• **EXERCISE GOAL**
Find the line that contains "Exercise. Mark the hillside", then repeat it and each line after it to the end of the records, exactly.

Data records:
§

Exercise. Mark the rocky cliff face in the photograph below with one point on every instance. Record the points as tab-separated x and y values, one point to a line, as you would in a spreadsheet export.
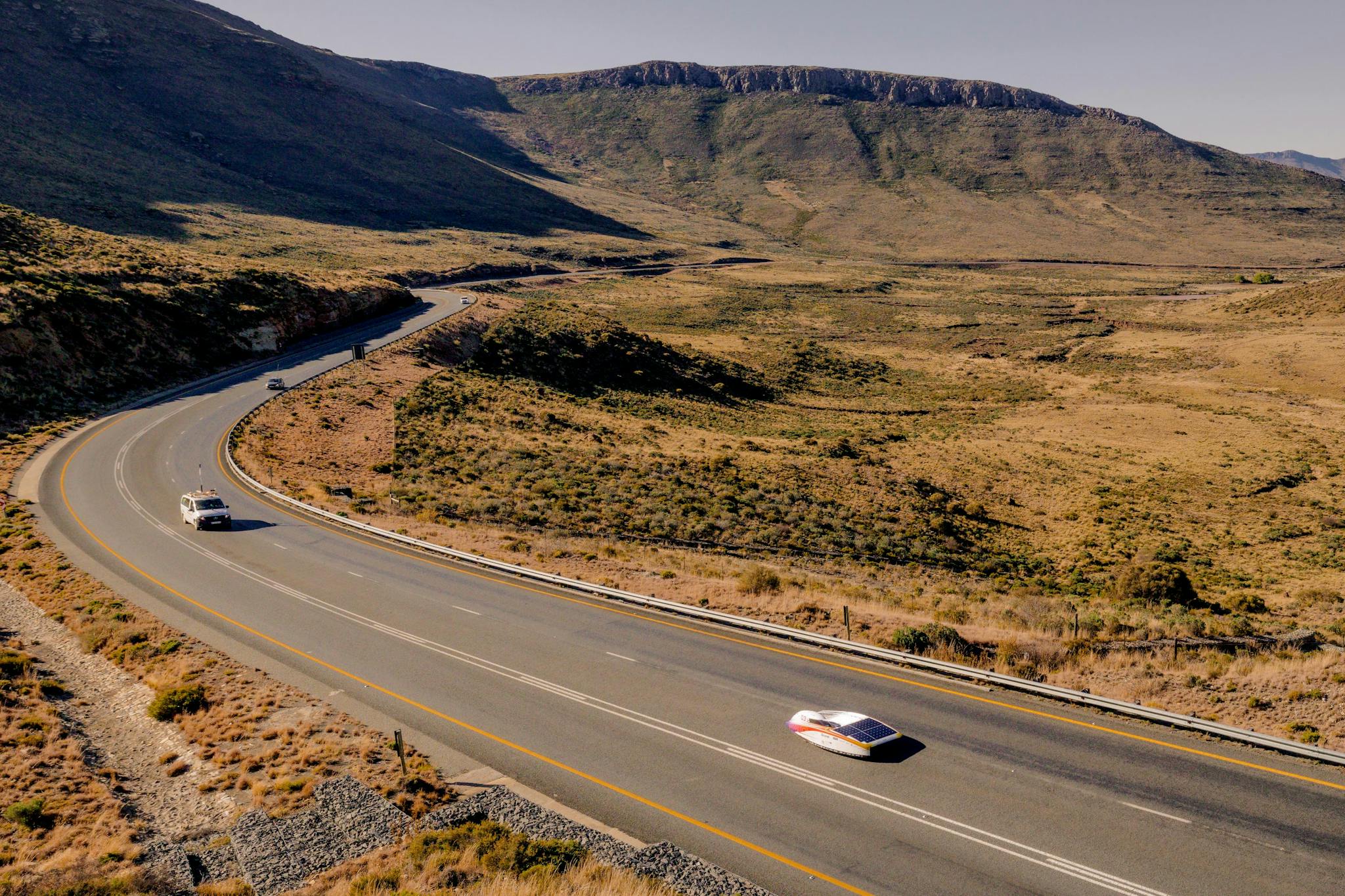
849	83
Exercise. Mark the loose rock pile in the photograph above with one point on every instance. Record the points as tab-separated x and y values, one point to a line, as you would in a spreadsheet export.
349	820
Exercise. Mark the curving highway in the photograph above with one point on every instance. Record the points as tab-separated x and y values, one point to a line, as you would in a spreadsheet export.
666	729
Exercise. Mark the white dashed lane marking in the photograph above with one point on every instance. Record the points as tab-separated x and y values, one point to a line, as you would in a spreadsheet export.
1155	812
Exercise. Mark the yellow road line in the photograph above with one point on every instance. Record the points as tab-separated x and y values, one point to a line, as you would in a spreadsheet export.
456	567
409	702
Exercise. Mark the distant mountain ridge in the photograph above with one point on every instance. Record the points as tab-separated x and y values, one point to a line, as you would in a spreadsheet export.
1294	159
148	117
852	83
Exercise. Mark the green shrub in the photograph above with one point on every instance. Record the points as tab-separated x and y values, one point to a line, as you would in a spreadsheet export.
759	580
175	702
1155	584
946	637
910	640
30	815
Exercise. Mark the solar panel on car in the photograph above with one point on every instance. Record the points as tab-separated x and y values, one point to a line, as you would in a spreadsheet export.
865	730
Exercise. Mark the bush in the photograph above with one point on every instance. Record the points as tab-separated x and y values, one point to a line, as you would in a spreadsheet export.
1155	584
1246	603
175	702
910	640
30	815
759	580
946	637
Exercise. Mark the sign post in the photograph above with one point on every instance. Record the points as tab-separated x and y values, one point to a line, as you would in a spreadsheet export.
401	748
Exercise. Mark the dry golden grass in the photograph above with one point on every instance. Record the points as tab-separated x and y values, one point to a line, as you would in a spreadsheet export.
79	830
267	743
437	864
1174	425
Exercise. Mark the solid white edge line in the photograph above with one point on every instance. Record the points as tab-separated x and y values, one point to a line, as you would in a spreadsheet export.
1155	812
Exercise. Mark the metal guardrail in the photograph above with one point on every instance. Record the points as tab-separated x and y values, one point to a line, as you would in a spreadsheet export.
883	654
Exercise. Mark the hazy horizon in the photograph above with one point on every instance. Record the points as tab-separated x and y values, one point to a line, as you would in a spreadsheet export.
1235	77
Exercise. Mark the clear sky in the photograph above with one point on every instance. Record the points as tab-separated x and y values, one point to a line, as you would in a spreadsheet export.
1246	75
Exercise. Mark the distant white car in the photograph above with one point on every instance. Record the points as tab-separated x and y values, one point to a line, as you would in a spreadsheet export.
849	734
206	511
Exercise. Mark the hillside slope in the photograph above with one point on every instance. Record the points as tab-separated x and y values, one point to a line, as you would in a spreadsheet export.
112	109
87	317
907	167
1294	159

§

• **WRITTEN SOLUTION**
Exercise. Mark the hillside slope in the photograph above with one point on every instance. Record the points as tab-separated x and y values, one point to a line, as you would in a spreadsheet export.
112	109
87	317
907	167
1294	159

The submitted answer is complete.